# Indeed Data Scraping Project
The goal of this project is to automate Indeed Job searching by allowing the user to input a state of their choice and returning a CSV with the job listings in the first 10 pages on Indeed. This will the job searching process much easier for the user.

## Import Statements

In [109]:
from bs4 import BeautifulSoup as BSoup
import requests

import time
import pandas as pd

import csv

## Let's first start by attempting to create a dataframe from just one Indeed page URL. Note this is a sample URL.

In [110]:
URL = "https://www.indeed.com/q-Data-Scientist-l-San-Francisco,-CA-jobs.html?vjk=bc7c0e642f6453f4"
request = requests.get(URL)
print(request)

<Response [200]>


#### Awesome, we got a response code 200 meaning our request was successful! Let's now view the page as HTML and use BeautifulSoup to make it look nicer.

----

# REQUIRED ACTIONS:
**1.** Reproduce the Indeed scraping notebook verbatim, everything from "<Response [200]>" down to "it look nicer.".
**2.** Answer these questions about the Indeed scraping notebook:
(a) How many pages of Indeed job listings does the project aim to return in its CSV?
(b) Under what alias is BeautifulSoup imported?
(c) What response code did the request to the sample URL return?

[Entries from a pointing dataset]
----

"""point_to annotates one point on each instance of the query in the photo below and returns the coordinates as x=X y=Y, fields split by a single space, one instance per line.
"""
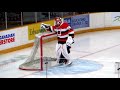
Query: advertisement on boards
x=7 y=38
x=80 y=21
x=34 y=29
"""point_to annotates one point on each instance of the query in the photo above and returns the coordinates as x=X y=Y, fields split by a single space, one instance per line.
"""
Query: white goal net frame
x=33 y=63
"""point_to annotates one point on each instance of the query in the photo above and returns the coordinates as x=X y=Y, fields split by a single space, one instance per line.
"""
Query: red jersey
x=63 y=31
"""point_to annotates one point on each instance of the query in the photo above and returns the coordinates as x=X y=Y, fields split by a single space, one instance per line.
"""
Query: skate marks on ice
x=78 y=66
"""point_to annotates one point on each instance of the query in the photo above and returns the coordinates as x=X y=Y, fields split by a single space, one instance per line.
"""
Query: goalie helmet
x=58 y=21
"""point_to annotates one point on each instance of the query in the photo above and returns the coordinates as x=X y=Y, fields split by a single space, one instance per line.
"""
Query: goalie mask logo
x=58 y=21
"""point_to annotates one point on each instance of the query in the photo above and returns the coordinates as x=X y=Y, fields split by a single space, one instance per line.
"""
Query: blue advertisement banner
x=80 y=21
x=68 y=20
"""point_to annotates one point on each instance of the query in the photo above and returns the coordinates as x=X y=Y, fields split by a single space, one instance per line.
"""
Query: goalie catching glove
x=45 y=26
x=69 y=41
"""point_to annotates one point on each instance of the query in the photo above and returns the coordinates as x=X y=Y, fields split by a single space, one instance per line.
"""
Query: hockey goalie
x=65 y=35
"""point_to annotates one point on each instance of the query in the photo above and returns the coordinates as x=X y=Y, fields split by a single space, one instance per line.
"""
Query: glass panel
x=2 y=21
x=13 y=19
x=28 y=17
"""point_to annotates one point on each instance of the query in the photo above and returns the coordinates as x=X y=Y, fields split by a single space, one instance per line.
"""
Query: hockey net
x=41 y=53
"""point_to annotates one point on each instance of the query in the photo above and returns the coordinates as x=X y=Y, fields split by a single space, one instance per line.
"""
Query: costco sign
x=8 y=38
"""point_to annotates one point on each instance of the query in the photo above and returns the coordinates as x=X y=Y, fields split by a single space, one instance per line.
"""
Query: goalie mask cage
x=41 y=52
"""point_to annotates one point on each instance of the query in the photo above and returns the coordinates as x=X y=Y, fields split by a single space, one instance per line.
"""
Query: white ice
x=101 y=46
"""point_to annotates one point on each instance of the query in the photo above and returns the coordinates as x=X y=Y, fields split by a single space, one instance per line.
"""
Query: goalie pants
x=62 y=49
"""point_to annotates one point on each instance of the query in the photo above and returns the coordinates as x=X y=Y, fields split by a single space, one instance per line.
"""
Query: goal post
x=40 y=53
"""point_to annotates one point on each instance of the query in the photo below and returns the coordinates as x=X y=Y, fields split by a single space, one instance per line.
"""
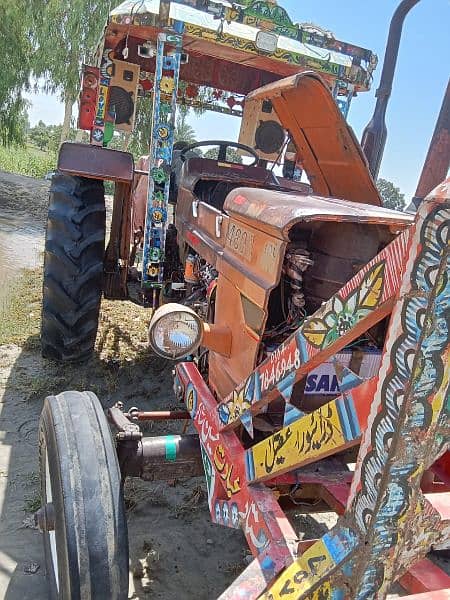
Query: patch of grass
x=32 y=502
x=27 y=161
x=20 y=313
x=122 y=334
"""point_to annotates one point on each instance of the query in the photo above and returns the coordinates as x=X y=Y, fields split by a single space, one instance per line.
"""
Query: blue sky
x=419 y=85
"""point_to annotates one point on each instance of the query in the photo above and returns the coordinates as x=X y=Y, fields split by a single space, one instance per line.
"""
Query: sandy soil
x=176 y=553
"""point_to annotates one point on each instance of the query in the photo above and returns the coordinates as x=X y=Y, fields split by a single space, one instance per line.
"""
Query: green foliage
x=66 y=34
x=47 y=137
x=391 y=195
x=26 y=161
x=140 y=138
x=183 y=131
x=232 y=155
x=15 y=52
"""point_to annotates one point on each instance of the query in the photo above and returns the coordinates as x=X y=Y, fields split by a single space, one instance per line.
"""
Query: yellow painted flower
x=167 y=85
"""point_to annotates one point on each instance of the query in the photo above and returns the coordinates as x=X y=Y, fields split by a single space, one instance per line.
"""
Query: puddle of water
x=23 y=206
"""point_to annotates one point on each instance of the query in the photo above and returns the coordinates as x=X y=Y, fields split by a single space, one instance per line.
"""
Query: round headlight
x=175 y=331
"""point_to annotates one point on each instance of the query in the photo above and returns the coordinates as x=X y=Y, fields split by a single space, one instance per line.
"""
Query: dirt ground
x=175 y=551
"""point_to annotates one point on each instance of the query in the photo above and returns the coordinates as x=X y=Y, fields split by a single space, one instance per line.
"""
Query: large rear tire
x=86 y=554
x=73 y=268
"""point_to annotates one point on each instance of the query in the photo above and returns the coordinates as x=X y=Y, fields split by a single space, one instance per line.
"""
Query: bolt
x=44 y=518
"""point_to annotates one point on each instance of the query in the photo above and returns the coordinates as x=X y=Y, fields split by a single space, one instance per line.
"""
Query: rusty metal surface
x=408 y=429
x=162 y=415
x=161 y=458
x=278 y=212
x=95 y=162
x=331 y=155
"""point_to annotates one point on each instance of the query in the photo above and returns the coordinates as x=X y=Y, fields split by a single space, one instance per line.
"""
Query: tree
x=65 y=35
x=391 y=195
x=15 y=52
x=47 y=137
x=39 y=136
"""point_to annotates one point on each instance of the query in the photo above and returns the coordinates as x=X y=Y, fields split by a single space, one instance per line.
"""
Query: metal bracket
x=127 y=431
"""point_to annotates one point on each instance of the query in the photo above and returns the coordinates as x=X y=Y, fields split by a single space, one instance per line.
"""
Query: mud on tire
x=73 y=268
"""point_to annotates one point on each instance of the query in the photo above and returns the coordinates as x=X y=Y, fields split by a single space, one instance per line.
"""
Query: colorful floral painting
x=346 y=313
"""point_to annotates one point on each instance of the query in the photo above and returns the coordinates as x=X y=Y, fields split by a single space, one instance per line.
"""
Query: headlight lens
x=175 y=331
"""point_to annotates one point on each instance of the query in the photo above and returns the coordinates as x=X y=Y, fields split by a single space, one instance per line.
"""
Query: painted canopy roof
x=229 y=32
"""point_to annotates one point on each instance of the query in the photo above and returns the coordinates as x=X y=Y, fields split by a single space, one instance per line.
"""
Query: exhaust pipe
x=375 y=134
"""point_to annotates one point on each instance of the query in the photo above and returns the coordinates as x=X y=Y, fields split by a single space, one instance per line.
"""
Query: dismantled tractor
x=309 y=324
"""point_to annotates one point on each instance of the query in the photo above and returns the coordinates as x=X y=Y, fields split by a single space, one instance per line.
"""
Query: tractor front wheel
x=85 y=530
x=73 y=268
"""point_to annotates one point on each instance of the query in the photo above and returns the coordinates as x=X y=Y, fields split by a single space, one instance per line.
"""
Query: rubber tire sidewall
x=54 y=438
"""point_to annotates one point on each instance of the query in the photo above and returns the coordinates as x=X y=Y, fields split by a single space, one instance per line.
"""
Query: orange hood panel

----

# SOLUTIONS TO THE TASKS:
**1.**
<Response [200]>


#### Awesome, we got a response code 200 meaning our request was successful! Let's now view the page as HTML and use BeautifulSoup to make it look nicer.

**2.**
(a) The first 10 pages.
(b) BSoup.
(c) 200.